=== Passage shown ===
A Frontline Nurse Shares Her Journey through the COVID-19 Pandemic
The July 4, 2020, weekend was a busy one full of extra shifts for Tanelle Gordon, RN, an acute care nurse for Abraham Lincoln Memorial Hospital (ALMH).
“My throat felt mildly scratchy,” Tanelle recalled. “I didn’t think much of it. I thought I’d go home, drink some warm tea and try to feel better.”
When her scratchy throat turned into a cough on July 7, she made the decision to quarantine even though she was certain her symptoms were from seasonal allergies. She started taking over-the-counter sinus medication. By the time she spiked a fever and started facing severe fatigue, she alerted work and arranged to be tested. After her test, the symptoms worsened.
“My chest started hurting so bad, I knew I had to go the hospital,” she said. “The worst part was being in isolation, needing to be alone. Just not to have that personal interaction.”

=== Directions for this task ===
Copy out the nurse's account in full, word for word. Draw only on the nurse's account above.

=== Input data ===
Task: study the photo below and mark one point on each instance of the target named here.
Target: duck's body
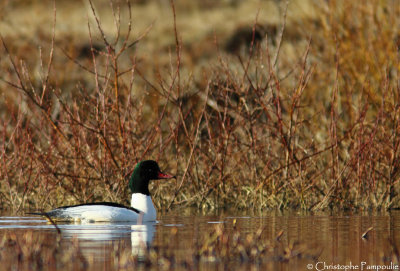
(142, 207)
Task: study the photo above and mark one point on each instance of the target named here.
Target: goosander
(142, 207)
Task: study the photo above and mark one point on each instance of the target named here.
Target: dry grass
(303, 113)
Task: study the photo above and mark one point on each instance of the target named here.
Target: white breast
(144, 204)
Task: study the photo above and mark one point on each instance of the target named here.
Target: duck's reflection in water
(98, 239)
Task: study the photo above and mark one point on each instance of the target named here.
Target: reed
(259, 127)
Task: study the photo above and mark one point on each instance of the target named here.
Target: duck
(141, 210)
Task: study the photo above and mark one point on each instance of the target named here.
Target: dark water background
(202, 242)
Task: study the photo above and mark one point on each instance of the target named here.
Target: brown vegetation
(305, 118)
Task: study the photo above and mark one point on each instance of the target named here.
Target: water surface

=== Task solution ===
A Frontline Nurse Shares Her Journey through the COVID-19 Pandemic
The July 4, 2020, weekend was a busy one full of extra shifts for Tanelle Gordon, RN, an acute care nurse for Abraham Lincoln Memorial Hospital (ALMH).
“My throat felt mildly scratchy,” Tanelle recalled. “I didn’t think much of it. I thought I’d go home, drink some warm tea and try to feel better.”
When her scratchy throat turned into a cough on July 7, she made the decision to quarantine even though she was certain her symptoms were from seasonal allergies. She started taking over-the-counter sinus medication. By the time she spiked a fever and started facing severe fatigue, she alerted work and arranged to be tested. After her test, the symptoms worsened.
“My chest started hurting so bad, I knew I had to go the hospital,” she said. “The worst part was being in isolation, needing to be alone. Just not to have that personal interaction.”